= Short exercise =
Give back every one of the rows below word for word, leaving out the pictures.

= Provided material =

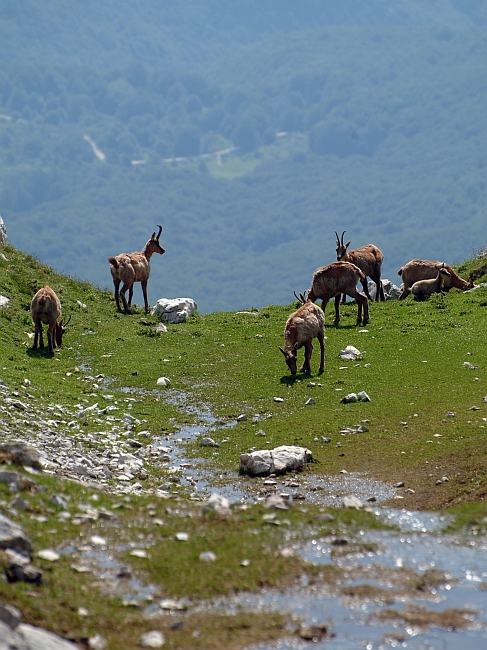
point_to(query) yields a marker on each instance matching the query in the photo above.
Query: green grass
(411, 367)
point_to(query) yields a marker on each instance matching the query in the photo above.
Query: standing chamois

= Task result =
point_to(query) yields a marker on each instance matching the query in the photo above.
Query: green grass
(411, 367)
point_to(query) yields a marker on each instance matching the query in the photo above.
Query: standing chamois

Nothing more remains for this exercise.